# [Problem to solve]
Convert the listing from the line that contains "golf club in" through the line that contains "pixel 118 334" into a two-column CSV with the headers instruction and coordinates. Make one row per instruction, place the instruction text and its coordinate lines each in a single quoted field, and replace line breaks with spaces.

# [Input for this task]

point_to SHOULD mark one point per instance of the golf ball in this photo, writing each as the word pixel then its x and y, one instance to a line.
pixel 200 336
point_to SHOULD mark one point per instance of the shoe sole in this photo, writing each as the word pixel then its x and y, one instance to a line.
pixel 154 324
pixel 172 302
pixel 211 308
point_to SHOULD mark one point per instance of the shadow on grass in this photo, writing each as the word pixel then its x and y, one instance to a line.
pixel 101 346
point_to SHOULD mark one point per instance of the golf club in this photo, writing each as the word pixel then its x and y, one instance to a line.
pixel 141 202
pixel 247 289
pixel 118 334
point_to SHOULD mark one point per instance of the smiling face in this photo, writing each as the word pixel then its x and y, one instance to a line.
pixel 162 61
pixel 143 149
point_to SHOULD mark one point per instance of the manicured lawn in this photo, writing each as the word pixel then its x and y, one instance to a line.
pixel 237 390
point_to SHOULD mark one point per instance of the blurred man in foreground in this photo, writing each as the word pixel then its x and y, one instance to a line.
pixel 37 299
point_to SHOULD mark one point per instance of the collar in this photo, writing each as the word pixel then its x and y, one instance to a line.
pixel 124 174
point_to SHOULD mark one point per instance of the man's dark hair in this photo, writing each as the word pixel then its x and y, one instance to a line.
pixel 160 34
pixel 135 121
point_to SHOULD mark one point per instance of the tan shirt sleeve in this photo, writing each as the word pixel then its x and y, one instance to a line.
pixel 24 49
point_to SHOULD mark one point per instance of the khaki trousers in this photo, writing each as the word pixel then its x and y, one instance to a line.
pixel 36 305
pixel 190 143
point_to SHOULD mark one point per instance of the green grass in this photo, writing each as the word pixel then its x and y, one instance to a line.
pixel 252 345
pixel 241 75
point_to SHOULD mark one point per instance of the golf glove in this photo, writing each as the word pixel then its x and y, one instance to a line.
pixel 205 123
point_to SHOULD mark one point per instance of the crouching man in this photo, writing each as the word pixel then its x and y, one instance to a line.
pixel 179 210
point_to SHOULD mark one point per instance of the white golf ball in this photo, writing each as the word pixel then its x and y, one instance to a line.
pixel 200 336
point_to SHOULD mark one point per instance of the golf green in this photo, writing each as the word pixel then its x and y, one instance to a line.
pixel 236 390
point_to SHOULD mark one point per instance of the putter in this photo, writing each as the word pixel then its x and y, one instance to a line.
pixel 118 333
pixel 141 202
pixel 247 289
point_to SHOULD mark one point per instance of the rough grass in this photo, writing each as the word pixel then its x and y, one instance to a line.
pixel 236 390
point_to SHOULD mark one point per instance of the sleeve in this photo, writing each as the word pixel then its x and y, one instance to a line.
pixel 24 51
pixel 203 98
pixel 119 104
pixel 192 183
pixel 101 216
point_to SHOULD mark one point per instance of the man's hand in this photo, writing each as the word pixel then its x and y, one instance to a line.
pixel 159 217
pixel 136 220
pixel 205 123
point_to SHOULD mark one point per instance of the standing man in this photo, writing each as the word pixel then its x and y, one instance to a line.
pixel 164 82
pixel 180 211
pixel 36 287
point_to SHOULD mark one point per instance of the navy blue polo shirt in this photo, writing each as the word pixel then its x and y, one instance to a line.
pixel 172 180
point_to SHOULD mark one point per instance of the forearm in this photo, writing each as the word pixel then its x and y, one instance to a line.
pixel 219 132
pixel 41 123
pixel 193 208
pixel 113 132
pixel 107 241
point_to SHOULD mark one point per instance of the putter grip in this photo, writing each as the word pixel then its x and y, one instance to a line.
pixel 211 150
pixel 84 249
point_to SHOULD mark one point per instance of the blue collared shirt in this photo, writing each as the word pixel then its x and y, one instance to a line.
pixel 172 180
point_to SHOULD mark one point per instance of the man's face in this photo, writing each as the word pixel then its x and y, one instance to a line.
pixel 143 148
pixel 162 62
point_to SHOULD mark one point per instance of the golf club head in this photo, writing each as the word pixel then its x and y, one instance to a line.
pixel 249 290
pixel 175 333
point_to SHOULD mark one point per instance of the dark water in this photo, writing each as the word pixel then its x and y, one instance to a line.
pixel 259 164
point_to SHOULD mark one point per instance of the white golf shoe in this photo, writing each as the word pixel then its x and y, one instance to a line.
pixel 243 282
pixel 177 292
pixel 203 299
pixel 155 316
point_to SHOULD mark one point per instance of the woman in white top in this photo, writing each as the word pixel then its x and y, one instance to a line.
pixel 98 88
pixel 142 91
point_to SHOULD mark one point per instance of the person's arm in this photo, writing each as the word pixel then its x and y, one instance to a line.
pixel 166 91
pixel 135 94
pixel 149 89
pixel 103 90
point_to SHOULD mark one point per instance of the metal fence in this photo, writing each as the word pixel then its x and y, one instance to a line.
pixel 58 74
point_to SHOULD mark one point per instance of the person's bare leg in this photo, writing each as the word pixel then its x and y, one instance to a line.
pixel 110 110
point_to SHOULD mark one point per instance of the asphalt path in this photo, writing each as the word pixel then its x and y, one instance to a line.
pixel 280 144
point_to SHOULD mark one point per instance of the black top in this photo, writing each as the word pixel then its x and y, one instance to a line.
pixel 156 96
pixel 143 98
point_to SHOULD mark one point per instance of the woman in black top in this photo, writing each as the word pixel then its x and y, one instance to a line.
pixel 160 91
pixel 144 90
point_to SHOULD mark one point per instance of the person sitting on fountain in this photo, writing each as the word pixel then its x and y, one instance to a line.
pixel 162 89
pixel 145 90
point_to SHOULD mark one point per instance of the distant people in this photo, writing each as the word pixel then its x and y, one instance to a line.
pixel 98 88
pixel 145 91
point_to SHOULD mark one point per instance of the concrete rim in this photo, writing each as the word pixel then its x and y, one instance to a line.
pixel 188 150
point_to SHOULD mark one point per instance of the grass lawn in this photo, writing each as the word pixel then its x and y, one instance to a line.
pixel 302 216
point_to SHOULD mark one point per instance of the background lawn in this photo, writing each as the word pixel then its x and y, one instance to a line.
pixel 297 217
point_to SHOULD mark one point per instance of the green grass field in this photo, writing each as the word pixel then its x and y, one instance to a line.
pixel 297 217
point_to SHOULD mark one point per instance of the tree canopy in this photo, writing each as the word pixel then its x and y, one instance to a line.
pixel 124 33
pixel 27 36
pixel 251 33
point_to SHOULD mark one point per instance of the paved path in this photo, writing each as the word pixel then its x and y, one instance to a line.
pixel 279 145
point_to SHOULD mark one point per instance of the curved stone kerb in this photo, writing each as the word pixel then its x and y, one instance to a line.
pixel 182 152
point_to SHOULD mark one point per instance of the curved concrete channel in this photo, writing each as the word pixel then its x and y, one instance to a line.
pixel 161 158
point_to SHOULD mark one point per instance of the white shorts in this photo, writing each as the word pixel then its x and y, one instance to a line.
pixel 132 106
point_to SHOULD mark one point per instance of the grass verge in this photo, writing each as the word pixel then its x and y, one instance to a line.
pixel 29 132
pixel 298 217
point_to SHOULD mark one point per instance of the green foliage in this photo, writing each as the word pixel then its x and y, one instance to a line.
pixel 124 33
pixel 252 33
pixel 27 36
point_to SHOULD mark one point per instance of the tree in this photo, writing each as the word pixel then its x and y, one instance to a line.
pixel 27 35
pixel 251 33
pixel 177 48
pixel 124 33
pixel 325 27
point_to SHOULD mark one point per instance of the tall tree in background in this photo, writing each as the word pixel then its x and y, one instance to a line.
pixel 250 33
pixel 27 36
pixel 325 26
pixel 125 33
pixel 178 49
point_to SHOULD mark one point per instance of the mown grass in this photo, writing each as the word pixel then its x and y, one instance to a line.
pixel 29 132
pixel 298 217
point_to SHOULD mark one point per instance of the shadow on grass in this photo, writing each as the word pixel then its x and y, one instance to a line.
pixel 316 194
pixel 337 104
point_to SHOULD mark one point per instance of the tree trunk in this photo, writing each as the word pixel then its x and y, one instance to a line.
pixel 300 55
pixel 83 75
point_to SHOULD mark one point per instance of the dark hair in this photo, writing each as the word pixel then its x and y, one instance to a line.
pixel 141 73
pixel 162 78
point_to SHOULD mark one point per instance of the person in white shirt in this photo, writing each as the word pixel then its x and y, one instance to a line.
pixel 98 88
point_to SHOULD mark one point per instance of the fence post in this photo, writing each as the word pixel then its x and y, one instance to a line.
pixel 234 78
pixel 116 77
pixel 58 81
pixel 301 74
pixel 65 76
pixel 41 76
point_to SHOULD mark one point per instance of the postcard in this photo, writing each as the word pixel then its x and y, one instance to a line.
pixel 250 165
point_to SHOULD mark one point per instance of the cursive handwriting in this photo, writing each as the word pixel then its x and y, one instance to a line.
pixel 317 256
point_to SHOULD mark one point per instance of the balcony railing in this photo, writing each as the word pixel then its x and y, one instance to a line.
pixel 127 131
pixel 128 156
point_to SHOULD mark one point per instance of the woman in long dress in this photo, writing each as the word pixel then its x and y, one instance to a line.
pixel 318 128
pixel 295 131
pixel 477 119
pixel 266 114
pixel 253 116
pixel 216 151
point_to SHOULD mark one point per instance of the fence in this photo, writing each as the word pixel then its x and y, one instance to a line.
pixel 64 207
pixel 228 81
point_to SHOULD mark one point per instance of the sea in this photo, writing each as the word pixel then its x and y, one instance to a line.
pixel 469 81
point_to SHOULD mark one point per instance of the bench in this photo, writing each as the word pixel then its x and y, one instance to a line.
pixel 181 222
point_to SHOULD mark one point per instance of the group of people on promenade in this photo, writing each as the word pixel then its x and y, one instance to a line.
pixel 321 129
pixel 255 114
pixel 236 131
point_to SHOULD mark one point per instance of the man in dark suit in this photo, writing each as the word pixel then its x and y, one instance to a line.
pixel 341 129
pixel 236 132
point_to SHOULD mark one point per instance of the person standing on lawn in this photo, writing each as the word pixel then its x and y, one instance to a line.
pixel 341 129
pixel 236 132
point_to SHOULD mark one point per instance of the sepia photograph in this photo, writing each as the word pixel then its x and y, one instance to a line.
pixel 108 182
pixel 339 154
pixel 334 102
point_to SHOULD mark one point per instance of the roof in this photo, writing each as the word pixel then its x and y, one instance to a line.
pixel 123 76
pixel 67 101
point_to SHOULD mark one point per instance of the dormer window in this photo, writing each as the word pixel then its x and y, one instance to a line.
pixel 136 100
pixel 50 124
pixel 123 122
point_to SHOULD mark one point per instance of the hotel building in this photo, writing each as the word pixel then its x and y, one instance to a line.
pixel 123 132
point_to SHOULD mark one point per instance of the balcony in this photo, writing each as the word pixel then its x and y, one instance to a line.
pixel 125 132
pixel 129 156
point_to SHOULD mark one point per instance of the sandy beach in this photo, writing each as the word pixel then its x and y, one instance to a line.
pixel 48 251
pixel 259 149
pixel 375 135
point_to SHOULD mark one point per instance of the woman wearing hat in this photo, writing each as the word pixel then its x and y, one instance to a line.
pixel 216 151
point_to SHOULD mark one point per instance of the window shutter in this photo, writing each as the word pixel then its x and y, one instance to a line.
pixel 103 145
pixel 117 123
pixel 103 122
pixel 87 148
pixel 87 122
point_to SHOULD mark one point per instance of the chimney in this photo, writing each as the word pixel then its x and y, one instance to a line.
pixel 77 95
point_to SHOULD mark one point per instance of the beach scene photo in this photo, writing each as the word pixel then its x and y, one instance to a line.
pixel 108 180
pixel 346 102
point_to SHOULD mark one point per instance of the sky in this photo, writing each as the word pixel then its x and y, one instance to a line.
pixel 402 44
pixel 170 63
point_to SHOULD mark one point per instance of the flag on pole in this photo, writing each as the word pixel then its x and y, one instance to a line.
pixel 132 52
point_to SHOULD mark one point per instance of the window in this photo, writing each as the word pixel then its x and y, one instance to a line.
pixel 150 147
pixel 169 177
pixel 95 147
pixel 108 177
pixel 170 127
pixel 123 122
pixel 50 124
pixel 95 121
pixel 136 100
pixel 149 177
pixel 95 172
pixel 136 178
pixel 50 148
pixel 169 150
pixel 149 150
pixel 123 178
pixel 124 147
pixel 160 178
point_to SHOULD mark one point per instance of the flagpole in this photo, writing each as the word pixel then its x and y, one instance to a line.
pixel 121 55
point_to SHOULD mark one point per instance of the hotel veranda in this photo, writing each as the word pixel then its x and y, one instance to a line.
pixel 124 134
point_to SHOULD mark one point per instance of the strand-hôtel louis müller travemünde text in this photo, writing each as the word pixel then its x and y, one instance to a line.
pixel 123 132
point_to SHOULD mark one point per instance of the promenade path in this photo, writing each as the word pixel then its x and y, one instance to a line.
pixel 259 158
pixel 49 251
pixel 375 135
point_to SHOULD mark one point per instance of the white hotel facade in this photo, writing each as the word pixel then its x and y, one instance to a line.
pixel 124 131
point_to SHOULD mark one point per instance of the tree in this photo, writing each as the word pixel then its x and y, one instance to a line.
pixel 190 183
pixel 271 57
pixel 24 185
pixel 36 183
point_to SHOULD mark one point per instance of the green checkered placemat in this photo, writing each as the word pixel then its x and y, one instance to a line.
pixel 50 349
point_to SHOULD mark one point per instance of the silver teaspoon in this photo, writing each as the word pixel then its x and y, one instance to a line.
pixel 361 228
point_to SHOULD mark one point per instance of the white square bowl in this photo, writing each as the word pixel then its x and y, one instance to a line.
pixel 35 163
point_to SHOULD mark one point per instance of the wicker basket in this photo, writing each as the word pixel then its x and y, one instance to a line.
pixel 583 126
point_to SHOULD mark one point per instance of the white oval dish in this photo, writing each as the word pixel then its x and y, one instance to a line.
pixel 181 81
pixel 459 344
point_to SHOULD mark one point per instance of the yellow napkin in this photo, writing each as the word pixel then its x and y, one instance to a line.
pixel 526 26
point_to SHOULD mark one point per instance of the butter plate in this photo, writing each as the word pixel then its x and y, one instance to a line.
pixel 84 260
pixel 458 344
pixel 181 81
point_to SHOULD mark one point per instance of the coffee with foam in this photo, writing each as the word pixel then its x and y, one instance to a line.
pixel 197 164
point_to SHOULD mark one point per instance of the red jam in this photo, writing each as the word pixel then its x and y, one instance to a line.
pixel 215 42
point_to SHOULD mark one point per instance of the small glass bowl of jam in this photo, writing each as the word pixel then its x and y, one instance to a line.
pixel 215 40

# [The result]
instruction,coordinates
"point_to SHOULD mark one point per instance of the golf club in this photo, writing each as the word pixel then its x and y, one instance to a line.","pixel 141 202 pixel 247 289 pixel 118 334"